__What is asked__
[A] Check each statement against the interview with the director of The Black Phone. For each, answer yes or no and quote the exact words from the interview that settle it. (i) In the short story, only one ghost calls on the phone. (ii) Derrickson was 13 years old in 1978. (iii) Joe Hill co-wrote the screenplay.
[B] From the interview with the director of The Black Phone, transcribe word for word the part that opens with the words containing "Nick: I’m very" and closes with "on Joe’s story?".

__Given passage__
######
Interview – Scott Derrickson, director of ‘The Black Phone’, on how the horrors of his own childhood helped form this terrifying thriller

Finney, a shy but clever 13-year-old boy, is abducted by a sadistic killer and trapped
in a soundproof basement where screaming is of little use. When a disconnected phone on
the wall begins to ring, Finney discovers that he can hear the voices of the killer’s previous
victims. And they are dead set on making sure that what happened to them doesn’t happen
to Finney.

To celebrate the Australian release of The Black Phone – in cinemas July 21 – the awesome team at Universal Pictures gave me the opportunity to attend a roundtable with the film’s director, Scott Derrickson (Doctor Strange, Sinister) to chat about injecting his own life story into the film, expanding on Joe Hill’s short story and what it takes to scare an audience in 2022!

Nick: I’m very interested in the screenplay side of things! With The Black Phone being based on Joe Hill’s short story, what were some of the key elements or plot points that yourself and C. Robert Cargill (co-screenwriter) added into the screenplay that expanded on Joe’s story?

Scott: Well, I mean, the main thing that we expanded was that in the short story, there was one ghost that calls in the phone – we’ve got five. The sister, Gwen (Madeline McGraw), who I think is an older sister, and not much dealt with in the short story, she becomes really the soul of the movie. And the father and seeing more of his home life.

The expansion of that was, I think, really born out of my desire to tell a story that drew on my own childhood, you know. Before I had decided to make The Black Phone, I was thinking about making a movie that was really rooted in my own childhood memories. Something like an American version of The 400 Blows. I grew up in North Denver, I was 12 in 1978. And, you know, my home life and neighbourhood life were not– it was very much what you see on screen. It’s, sort of, a working class, blue collar, pretty violent, both in home and out of home environment. There was a lot of fear of serial killers. Think about that era, and especially in North Denver in 1978, the Manson murders had happened. Not long before that, Ted Bundy had come through Colorado, killed a bunch of women and then was arrested and escaped in Colorado. You know, Halloween had come out.
######
__Information provided__
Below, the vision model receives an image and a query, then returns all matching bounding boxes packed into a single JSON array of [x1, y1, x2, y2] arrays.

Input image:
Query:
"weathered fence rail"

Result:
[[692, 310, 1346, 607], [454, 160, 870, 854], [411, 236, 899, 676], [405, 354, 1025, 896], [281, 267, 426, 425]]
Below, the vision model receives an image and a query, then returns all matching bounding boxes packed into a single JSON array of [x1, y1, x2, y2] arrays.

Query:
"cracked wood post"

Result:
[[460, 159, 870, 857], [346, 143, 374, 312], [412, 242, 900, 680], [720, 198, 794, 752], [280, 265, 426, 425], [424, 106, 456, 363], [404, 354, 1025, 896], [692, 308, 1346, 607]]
######
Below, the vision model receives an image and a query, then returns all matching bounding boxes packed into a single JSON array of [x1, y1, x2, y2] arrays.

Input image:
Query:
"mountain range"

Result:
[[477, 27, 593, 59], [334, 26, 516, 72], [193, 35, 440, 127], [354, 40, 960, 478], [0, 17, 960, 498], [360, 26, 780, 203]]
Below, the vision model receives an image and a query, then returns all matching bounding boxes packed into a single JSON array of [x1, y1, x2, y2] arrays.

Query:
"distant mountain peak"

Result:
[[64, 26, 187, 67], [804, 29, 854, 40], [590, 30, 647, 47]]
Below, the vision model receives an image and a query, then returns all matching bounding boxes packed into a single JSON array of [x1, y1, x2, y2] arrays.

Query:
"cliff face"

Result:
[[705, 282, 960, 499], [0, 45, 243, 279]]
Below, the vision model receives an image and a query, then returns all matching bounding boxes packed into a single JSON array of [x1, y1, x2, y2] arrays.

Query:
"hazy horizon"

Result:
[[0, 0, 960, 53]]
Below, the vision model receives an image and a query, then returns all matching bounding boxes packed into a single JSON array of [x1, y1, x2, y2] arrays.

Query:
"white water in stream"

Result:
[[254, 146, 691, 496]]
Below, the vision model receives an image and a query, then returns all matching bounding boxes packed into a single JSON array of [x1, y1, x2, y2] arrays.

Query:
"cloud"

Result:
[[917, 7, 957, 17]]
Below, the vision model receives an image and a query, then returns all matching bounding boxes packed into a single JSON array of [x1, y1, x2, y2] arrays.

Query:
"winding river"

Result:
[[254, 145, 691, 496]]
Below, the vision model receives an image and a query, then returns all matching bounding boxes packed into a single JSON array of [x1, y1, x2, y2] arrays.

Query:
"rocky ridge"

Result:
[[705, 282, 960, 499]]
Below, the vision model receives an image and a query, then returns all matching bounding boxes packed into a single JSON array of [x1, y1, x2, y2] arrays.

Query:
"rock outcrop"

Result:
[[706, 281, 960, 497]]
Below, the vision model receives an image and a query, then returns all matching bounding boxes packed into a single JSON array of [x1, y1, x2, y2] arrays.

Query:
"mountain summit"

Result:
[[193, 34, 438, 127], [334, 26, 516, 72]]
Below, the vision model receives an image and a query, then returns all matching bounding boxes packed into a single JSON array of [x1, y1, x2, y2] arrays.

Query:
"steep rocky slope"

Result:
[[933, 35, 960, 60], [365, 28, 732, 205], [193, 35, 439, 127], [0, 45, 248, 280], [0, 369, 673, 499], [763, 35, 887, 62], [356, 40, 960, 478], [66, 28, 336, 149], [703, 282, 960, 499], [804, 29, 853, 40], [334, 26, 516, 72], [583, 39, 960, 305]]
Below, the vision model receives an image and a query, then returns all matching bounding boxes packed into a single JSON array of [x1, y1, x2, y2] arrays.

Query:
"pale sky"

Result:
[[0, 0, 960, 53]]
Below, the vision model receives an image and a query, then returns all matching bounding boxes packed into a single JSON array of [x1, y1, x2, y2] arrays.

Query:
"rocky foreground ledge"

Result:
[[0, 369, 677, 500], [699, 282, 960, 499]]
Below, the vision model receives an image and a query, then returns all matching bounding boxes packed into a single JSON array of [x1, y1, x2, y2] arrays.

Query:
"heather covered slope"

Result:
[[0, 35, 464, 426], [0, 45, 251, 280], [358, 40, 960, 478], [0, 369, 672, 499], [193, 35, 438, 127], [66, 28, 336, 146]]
######
__The solutions__
[A]
(i) Yes: "in the short story, there was one ghost that calls in the phone"
(ii) No: "I was 12 in 1978"
(iii) No: "C. Robert Cargill (co-screenwriter)"

[B]
Nick: I’m very interested in the screenplay side of things! With The Black Phone being based on Joe Hill’s short story, what were some of the key elements or plot points that yourself and C. Robert Cargill (co-screenwriter) added into the screenplay that expanded on Joe’s story?